__Input for this task__
==============================
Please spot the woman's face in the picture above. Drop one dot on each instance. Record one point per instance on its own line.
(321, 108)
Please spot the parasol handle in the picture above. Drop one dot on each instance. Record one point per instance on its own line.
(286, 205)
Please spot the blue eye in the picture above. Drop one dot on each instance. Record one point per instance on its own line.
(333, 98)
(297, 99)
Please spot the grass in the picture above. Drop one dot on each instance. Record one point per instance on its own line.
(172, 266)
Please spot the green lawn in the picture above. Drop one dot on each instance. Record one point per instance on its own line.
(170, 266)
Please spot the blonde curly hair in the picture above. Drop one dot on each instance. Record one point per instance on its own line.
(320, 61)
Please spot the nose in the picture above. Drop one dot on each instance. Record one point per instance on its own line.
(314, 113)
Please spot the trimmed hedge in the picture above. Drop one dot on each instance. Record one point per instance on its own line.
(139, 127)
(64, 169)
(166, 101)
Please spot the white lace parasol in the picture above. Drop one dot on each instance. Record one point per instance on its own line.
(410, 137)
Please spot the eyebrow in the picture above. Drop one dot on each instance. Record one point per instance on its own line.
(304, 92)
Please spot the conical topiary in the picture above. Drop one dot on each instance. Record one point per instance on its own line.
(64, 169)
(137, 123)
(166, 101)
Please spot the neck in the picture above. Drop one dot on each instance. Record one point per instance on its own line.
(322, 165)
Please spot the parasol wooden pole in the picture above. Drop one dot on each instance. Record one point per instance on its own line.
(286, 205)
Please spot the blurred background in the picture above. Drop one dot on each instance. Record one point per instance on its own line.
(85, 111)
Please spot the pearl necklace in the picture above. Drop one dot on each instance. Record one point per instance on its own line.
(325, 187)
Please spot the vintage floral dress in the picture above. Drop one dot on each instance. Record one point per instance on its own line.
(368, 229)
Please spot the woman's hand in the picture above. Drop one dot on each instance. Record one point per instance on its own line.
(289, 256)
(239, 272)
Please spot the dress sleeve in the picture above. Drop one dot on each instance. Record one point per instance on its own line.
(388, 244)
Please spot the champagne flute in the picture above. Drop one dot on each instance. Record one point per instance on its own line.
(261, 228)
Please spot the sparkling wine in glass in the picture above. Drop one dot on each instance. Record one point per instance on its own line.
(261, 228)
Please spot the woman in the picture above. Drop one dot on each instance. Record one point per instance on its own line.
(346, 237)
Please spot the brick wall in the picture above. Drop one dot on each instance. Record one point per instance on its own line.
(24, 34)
==============================
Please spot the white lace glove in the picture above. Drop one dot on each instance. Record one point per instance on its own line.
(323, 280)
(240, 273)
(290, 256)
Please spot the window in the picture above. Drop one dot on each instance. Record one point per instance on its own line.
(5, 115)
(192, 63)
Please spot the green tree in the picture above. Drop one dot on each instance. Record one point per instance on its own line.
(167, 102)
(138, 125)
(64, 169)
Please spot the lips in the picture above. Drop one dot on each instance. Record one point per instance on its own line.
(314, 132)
==============================
__Written problem__
Report each line of the material above that contains the word "dress", matching case exactly.

__The completed task__
Please spot the vintage floral dress in the picture above. Drop one dot on each instance. Record one point per instance on its own line.
Please spot the dress sleeve in the picture above. Drop one dot on each instance. Record one point per instance on its own line.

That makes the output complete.